[Records of labeled points]
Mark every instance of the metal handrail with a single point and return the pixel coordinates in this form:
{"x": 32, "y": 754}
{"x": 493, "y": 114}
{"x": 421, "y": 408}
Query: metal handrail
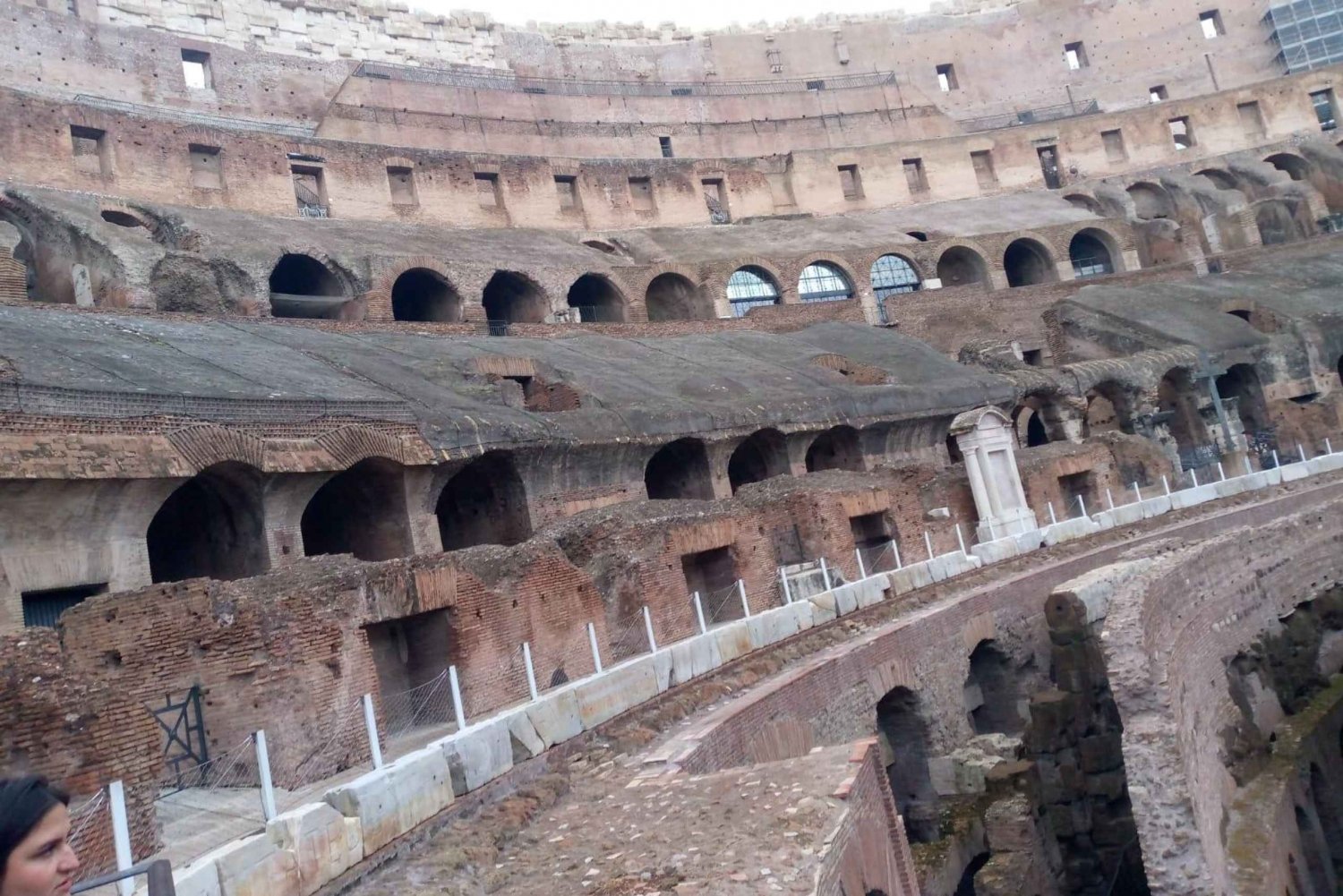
{"x": 158, "y": 872}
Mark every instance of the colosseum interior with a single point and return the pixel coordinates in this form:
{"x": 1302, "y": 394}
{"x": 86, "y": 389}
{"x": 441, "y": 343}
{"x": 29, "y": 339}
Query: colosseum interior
{"x": 878, "y": 456}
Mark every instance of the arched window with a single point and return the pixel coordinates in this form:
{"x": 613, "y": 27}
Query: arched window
{"x": 751, "y": 287}
{"x": 892, "y": 274}
{"x": 824, "y": 282}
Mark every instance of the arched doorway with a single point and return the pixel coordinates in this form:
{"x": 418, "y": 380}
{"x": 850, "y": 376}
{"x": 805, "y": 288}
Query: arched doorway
{"x": 751, "y": 287}
{"x": 211, "y": 525}
{"x": 485, "y": 503}
{"x": 680, "y": 471}
{"x": 423, "y": 294}
{"x": 824, "y": 282}
{"x": 360, "y": 511}
{"x": 1028, "y": 262}
{"x": 835, "y": 449}
{"x": 596, "y": 300}
{"x": 762, "y": 456}
{"x": 515, "y": 298}
{"x": 1091, "y": 254}
{"x": 303, "y": 286}
{"x": 962, "y": 266}
{"x": 672, "y": 297}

EXERCISE INSTRUCTIONS: Please copy all of the material above word for word, leaving out the pictures.

EXERCISE ANSWER:
Mark every instance of the metal handrail with a single point and return the pixel coordinates in this form:
{"x": 32, "y": 754}
{"x": 493, "y": 114}
{"x": 421, "y": 408}
Query: metal handrail
{"x": 158, "y": 872}
Mark every instance of the colosseum interior with a single point and return the pixel coordinates in this form:
{"x": 1302, "y": 394}
{"x": 86, "y": 389}
{"x": 441, "y": 343}
{"x": 29, "y": 339}
Query: colosseum interior
{"x": 878, "y": 456}
Mark every instance of the arched window with a single point and return the pixel coordinates in this form:
{"x": 613, "y": 27}
Query: arched window
{"x": 751, "y": 287}
{"x": 892, "y": 274}
{"x": 824, "y": 282}
Mark every instance of the arched doorway with a single point and return the pixel coordinates in this form:
{"x": 418, "y": 380}
{"x": 850, "y": 376}
{"x": 805, "y": 288}
Query: arched doorway
{"x": 751, "y": 287}
{"x": 211, "y": 525}
{"x": 485, "y": 503}
{"x": 680, "y": 471}
{"x": 423, "y": 294}
{"x": 824, "y": 282}
{"x": 360, "y": 511}
{"x": 1028, "y": 262}
{"x": 835, "y": 449}
{"x": 596, "y": 300}
{"x": 762, "y": 456}
{"x": 515, "y": 298}
{"x": 1091, "y": 254}
{"x": 303, "y": 286}
{"x": 962, "y": 266}
{"x": 672, "y": 297}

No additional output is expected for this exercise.